Pull out each line of the listing below that contains the word "white", matching case exactly.

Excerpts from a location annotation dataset
## START
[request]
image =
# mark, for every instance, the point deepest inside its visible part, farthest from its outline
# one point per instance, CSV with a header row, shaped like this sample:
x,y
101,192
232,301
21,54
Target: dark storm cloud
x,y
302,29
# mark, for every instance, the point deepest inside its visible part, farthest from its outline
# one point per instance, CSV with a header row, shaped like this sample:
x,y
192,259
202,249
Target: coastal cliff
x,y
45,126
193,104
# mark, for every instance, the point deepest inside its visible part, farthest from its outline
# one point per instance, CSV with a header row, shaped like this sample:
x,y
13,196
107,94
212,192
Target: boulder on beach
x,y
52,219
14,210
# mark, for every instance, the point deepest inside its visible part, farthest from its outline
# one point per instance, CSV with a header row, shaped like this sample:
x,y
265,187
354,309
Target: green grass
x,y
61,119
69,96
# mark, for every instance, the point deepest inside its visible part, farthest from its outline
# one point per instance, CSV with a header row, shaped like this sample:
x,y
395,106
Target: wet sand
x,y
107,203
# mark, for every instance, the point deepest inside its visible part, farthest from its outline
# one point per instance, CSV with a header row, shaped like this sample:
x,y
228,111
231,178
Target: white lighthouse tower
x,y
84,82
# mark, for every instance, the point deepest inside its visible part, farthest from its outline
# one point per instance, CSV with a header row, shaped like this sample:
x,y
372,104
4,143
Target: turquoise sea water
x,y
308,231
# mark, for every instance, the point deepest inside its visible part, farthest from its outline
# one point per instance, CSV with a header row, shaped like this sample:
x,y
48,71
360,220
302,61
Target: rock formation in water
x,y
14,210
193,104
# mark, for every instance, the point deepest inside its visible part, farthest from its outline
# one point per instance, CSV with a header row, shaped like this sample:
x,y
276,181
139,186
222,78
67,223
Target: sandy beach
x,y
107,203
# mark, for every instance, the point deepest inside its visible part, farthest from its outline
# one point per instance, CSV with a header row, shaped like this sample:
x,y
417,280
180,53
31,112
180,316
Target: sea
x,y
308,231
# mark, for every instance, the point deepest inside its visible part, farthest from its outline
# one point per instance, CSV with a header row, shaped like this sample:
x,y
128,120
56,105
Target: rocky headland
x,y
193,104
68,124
## END
## START
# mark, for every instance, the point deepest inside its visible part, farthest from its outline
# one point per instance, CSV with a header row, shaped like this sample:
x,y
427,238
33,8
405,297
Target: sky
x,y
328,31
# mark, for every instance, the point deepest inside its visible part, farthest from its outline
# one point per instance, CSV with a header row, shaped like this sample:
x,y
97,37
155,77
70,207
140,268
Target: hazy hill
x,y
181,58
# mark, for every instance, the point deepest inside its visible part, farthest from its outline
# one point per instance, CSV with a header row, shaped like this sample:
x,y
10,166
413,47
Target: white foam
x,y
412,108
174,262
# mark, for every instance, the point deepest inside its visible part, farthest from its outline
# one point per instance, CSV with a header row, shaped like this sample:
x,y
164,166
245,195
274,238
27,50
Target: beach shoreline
## END
### Solution to this problem
Target: white lighthouse tower
Target: white foam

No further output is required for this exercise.